BRIEF = Send back the records in full, character for character.

********************

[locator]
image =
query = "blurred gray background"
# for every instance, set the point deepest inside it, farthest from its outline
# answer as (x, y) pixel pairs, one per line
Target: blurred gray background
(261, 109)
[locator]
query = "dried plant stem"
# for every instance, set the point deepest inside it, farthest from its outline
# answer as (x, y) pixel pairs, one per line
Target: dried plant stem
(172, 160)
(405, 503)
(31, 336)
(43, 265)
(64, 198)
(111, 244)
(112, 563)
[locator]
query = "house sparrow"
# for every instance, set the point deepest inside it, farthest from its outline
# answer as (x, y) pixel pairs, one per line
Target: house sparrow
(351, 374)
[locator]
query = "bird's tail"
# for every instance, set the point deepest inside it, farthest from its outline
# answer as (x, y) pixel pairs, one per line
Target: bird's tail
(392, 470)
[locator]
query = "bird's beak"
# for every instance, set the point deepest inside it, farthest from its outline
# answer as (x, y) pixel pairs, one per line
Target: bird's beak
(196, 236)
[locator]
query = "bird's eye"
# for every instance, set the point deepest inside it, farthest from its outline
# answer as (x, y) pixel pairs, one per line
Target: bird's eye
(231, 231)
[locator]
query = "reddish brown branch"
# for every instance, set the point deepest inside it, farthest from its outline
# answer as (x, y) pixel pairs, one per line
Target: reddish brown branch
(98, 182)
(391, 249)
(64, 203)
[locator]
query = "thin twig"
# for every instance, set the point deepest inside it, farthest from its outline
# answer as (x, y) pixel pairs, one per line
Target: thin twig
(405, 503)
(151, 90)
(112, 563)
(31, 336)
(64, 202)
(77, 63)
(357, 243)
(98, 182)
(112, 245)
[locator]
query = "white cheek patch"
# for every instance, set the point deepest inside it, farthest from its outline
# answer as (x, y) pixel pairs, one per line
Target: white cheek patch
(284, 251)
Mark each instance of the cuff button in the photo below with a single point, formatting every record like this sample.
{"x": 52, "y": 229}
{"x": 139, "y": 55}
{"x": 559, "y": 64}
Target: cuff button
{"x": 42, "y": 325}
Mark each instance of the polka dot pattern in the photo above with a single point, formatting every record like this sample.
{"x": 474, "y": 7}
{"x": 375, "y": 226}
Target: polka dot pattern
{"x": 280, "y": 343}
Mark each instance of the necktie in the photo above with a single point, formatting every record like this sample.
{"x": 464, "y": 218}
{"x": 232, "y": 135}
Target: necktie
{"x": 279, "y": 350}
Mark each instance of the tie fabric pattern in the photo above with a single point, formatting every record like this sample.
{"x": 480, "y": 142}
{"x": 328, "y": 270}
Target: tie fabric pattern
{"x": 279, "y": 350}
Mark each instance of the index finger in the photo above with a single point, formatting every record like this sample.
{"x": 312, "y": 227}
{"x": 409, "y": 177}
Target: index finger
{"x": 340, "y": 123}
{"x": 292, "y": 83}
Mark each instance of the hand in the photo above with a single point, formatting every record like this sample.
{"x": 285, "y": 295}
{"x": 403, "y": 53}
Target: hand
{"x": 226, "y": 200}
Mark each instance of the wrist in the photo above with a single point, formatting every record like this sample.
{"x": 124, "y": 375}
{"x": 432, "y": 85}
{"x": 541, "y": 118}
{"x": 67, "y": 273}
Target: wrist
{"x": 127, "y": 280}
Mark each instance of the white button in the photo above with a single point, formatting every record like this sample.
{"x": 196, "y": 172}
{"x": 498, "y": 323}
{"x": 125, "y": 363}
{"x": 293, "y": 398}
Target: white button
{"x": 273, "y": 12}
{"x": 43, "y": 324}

********************

RESPONSE TO THE EXERCISE =
[locator]
image =
query = "blurred gray background"
# for every instance, set the point deepest inside it, farthest from its outline
# answer as (x, y) pixel pairs, one per line
Target: blurred gray background
(261, 109)
[locator]
query = "dried plant stem"
# for every instance, set the point deepest inside it, farthest from its outline
# answer as (x, y) pixel pairs, one per line
Target: dried plant stem
(172, 160)
(405, 503)
(31, 336)
(43, 265)
(64, 198)
(111, 244)
(112, 563)
[locator]
query = "house sparrow"
# for every instance, set the point deepest inside it, farthest from its outline
# answer as (x, y) pixel pairs, one per line
Target: house sparrow
(351, 374)
[locator]
query = "bird's tail"
# for every instance, set the point deepest inside it, farthest from its outline
# answer as (x, y) pixel pairs, one per line
Target: bird's tail
(392, 470)
[locator]
query = "bird's beak"
# for every instance, set the point deepest inside it, farthest from its outline
# answer as (x, y) pixel pairs, one per line
Target: bird's beak
(196, 236)
[locator]
query = "bird's eye"
# for every instance, set the point deepest inside it, farthest from its outline
# answer as (x, y) pixel pairs, one per line
Target: bird's eye
(231, 231)
[locator]
query = "reddish brown branch"
# for every instance, set the point deepest inside it, farthest from its outline
# answer as (x, y) pixel pairs, one per line
Target: reddish brown branch
(98, 182)
(391, 249)
(64, 203)
[locator]
query = "thin twig"
# for every instance, set the point deepest inside it, farthest from its outline
# answer as (x, y) pixel pairs, one per line
Target: thin twig
(405, 503)
(151, 90)
(112, 563)
(31, 336)
(64, 202)
(77, 63)
(357, 243)
(98, 182)
(112, 245)
[locator]
query = "white cheek patch"
# for every instance, set the point deepest inside it, farthest from its outline
# answer as (x, y) pixel pairs, one per line
Target: white cheek patch
(284, 251)
Mark each instance of the cuff button in the photo below with a single point, formatting every record like this sample.
{"x": 52, "y": 229}
{"x": 139, "y": 55}
{"x": 559, "y": 64}
Target: cuff button
{"x": 42, "y": 325}
Mark each instance of the polka dot pattern in the photo above with a single point, formatting every record like this sample.
{"x": 474, "y": 7}
{"x": 375, "y": 226}
Target: polka dot pattern
{"x": 280, "y": 343}
Mark each instance of the necktie in the photo above with a single point, formatting every record like this sample.
{"x": 464, "y": 218}
{"x": 232, "y": 135}
Target: necktie
{"x": 279, "y": 350}
Mark each instance of the tie fabric pattern in the photo above with a single point, formatting every record like this sample.
{"x": 480, "y": 142}
{"x": 328, "y": 270}
Target: tie fabric pattern
{"x": 279, "y": 350}
Mark each instance of the index finger in the photo above with a single point, formatting every record like this sample.
{"x": 312, "y": 227}
{"x": 409, "y": 177}
Target: index finger
{"x": 340, "y": 123}
{"x": 292, "y": 83}
Mark each instance of the hand in the photo above with a single point, formatting every record like this sample.
{"x": 285, "y": 295}
{"x": 403, "y": 53}
Target: hand
{"x": 226, "y": 200}
Mark each instance of the wrist in the photo above with a single point, formatting every record like this sample.
{"x": 124, "y": 375}
{"x": 432, "y": 85}
{"x": 541, "y": 118}
{"x": 67, "y": 273}
Target: wrist
{"x": 127, "y": 280}
Mark each instance of the white button in the photo above with a single point, formatting every record like this sample.
{"x": 196, "y": 172}
{"x": 498, "y": 323}
{"x": 125, "y": 363}
{"x": 293, "y": 398}
Target: white button
{"x": 273, "y": 12}
{"x": 43, "y": 324}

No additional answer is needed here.